## Given entries
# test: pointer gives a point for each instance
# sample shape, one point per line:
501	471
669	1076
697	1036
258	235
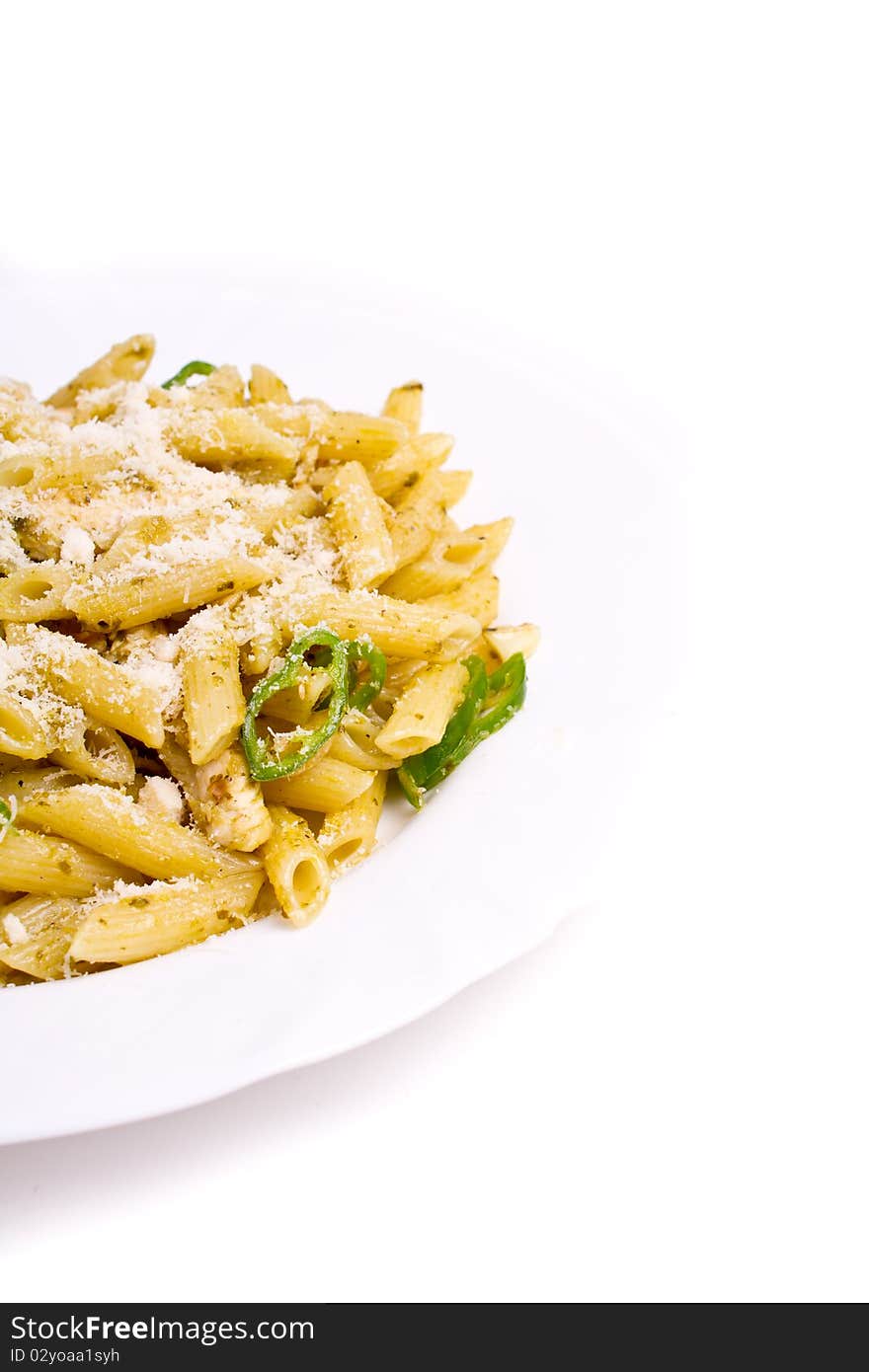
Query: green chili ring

## Work task
Write the listing above out again exactly, but not the images it holds.

## Answer
# test: pointer gives a point for each instance
# sample shape, one point per line:
501	471
669	1076
697	1036
258	235
Query: green chili ring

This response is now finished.